_Items_
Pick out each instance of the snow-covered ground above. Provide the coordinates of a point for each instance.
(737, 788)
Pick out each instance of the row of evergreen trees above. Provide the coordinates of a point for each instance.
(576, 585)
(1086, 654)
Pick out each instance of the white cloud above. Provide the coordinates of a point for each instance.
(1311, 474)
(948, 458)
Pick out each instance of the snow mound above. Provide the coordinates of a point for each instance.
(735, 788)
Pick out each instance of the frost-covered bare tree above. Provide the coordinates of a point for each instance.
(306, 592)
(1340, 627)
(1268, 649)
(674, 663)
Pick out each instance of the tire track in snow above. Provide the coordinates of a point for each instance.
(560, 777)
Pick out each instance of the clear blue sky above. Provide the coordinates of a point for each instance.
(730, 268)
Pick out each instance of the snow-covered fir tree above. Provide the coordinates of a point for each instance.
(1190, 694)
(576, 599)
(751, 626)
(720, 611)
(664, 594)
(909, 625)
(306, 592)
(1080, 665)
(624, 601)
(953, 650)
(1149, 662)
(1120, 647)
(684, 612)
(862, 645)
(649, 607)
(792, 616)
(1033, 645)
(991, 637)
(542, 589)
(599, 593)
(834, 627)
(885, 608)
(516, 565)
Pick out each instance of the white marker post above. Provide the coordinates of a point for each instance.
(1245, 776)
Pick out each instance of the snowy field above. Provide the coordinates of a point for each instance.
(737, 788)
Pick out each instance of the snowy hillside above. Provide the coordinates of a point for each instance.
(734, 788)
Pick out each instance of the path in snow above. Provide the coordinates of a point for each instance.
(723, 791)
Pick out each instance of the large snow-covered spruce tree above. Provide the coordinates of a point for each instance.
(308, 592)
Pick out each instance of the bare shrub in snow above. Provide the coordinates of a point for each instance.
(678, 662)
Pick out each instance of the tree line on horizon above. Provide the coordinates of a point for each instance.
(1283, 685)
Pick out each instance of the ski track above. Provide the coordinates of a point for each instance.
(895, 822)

_What the task asks_
Format the rows above as a two-column CSV with the columns request and answer, giving one line for each row, with its text and its answer each in a quoted field and line breaks replaced by spaces. Begin at the row that contains "Pick out each instance of the snowy hillside" and continue through the last row.

_Result of the exercise_
request,answer
"Pick out each instance of the snowy hillside above. Provide the coordinates of a point for each instance.","(734, 788)"
"Pick out each instance of the path in snow above. Provide the coordinates of a point for each instance.","(723, 791)"
"Pick out each instance of the large snow-covered spruce tree above. Provide the coordinates of a point for each instance.","(308, 592)"
"Pick out each instance of the bare shrub in snow above. Provide the coordinates of a point for each instance.","(678, 662)"
"Pick out each instance of the tree line on horizon above. Provide the coordinates of a point for each instance.","(1283, 685)"
"Pick out each instance of the ski track above. Provide the coordinates of a point for each instance.","(895, 822)"